- _DIRECTION_:
Please pick out and copy every line of the records below that contains the word "doorway". Case counts.

- _INPUT_:
══════

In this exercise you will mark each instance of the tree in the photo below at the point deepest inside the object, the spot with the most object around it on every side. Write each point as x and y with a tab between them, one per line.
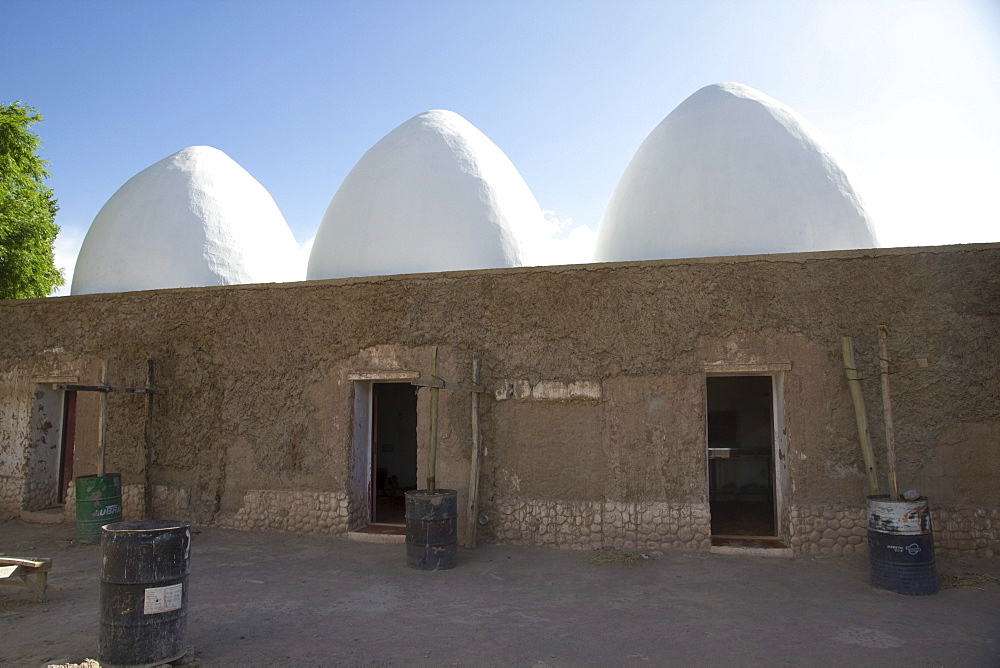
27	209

══════

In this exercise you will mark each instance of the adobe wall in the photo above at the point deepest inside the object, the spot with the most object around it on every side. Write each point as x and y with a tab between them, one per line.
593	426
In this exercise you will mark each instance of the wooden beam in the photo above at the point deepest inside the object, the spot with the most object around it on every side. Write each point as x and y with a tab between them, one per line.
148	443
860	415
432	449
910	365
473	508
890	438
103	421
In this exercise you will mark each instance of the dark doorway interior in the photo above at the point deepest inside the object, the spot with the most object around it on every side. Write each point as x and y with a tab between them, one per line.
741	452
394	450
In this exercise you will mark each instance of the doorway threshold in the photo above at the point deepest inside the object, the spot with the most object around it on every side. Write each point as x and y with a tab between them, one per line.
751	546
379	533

══════

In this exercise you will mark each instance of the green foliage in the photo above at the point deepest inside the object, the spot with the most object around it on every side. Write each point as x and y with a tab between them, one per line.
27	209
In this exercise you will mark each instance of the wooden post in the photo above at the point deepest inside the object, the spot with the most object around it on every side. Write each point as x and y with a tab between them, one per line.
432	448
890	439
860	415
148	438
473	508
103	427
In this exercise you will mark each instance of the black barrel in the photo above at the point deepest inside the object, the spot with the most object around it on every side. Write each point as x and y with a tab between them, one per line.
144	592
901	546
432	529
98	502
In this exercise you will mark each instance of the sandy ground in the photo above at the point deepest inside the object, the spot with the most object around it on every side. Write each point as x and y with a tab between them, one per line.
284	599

══════

- _EXERCISE OUTPUT_:
In this exercise you will mark each instance of the dark doorway interior in the photo above at the point deepest inside the object, the spot with the most object around it on every side. Write each point as x and y with a tab between them, one per line.
In this exercise you will mark each instance of the doorway threshold in the photo above at the point deepest inside the object, the spot with the most object around it on every side. Write each point as x and y with a tab between them, one per line.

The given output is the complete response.